==== Passage provided
In each training iteration, training engine 122 uses banding detector network 204 to convert a training input image 224 to a respective predicted band size map 206. For each predicted band size map 206, training engine 122 determines a band size map loss 210 using a suitable loss function based on the predicted band size map 206 and a target band size map 208. The target band size map 208 is one of the training band size maps 226, and corresponds to the training input image 224 that is provided as input to the banding detector network 204. The loss function can calculate the loss based on a difference between the predicted band size map 206 and the target band size map 208 from the same training data pair 222 as the training input image 224 that is provided as an input image 202 to banding detector network 204. The training engine 122 can update the banding detector network 204 based on the band size map loss 210, e.g., by updating weights or other parameters of the banding detector network 204 using backpropagation or other suitable training technique. The predicted band size map 206 and target band size map 208 can be images or sets of images, and the loss can be computed based on an image difference. The loss function can be a quadradic mean squared error function, cross-entropy function, weighted cross-entropy function, or other suitable loss function.

In some embodiments, the training engine 122 can be trained to generate predicted band size maps 206 for use in de-banding SDR images that are subsequently converted to higher dynamic range (e.g., HDR) images. If the training engine 122 is to be used for de-banding SDR images that are subsequently converted to HDR images, then the training input images 224 can be generated from HDR images that were captured from HDR content, as described above. In other embodiments, the disclosed techniques can be used to remove bands from SDR (e.g., 8 bits per pixel) images or other images that are not subsequently converted to higher dynamic range images, in which case the input images used to train the banding detector network can be generated from SDR images or other non-HDR images. The resulting de-banded SDR images can be stored using 16 or more bits per pixel, or processed using dithering, to avoid re-introducing banding.
========
==== Data excerpts
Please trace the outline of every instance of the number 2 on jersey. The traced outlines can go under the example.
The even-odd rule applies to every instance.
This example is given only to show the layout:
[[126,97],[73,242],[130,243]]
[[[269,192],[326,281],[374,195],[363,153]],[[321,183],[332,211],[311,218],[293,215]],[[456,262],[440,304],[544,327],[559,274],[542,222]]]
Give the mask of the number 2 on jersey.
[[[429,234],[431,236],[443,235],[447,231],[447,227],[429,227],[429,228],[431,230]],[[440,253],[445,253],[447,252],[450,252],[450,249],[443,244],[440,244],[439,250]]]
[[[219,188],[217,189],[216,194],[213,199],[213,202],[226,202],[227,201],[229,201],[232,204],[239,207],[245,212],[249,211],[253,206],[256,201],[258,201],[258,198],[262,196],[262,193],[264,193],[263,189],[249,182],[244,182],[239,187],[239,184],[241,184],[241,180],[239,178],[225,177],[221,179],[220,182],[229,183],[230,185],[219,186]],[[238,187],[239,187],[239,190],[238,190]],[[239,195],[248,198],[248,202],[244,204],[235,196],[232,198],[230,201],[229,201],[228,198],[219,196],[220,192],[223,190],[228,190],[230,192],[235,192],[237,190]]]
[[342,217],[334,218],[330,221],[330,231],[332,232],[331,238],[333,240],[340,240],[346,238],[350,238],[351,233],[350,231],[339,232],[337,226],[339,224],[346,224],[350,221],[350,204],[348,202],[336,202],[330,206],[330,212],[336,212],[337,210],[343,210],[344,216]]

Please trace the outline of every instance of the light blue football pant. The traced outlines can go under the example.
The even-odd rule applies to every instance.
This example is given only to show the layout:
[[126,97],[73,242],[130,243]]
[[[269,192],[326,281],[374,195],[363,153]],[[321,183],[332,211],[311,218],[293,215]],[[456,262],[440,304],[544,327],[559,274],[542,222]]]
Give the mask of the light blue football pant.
========
(Things to do):
1. Answer these questions about the passage on training the banding detector network:
(a) What does training engine 122 use banding detector network 204 to convert a training input image 224 into?
(b) What training technique does the passage give as an example for updating the weights of the banding detector network 204?
(c) How can the resulting de-banded SDR images be handled to avoid re-introducing banding?
2. Write what follows the last sentence of the passage on training the banding detector network.

(Answers to each task):
1.
(a) A respective predicted band size map 206.
(b) Backpropagation.
(c) They can be stored using 16 or more bits per pixel, or processed using dithering.

2.
FIG. 2B illustrates an example banding detector network 204, according to various embodiments. Banding detector network 204 converts an input image 202 to a predicted band size map 206. Banding detector network 204 is a convolutional neural network. Banding detector network 204 includes an input block 252, three sets of fused layers 270, 272, 274, and an output block 276. Each fused layer includes two or more blocks that are executed by program code that executes efficiently within a tensor core processor or other computation accelerator. The input block 252 down-samples the input image 202 from a higher resolution, such as 4K, to a lower resolution, such as 540p. The input image 202 can have red, green, and blue color channels. Note that the image channels are different from the channels of the band size map 206 described herein. The input block 252 provides the image channels of the down-sampled image to a space-to-depth block 254, which restructures the input image channels by reducing the width and height of each channel (e.g., each feature map) and increasing the number of channels (e.g., feature maps). For example, the space-to-depth block 254 can convert a 4×4 input feature map to 4 2×2 feature maps by selecting 4 sets of 4 pixels from the initial 4×4 feature map and creating 4 feature maps, each containing one of the sets of 4 pixels. Thus, the resolution of each channel is reduced, and the number of channels is increased. If the GPU tensor cores operate on multiples of 8 channels, for example, the space-to-depth block 254 can convert the 4-channel input into 16 channels, in which case the width and height pixel dimensions of each channel are divided by two. Stacking the input image into multiple channels in this way increases the size of the receptive field. For example, stacking the input image into 16 channels doubles the receptive field.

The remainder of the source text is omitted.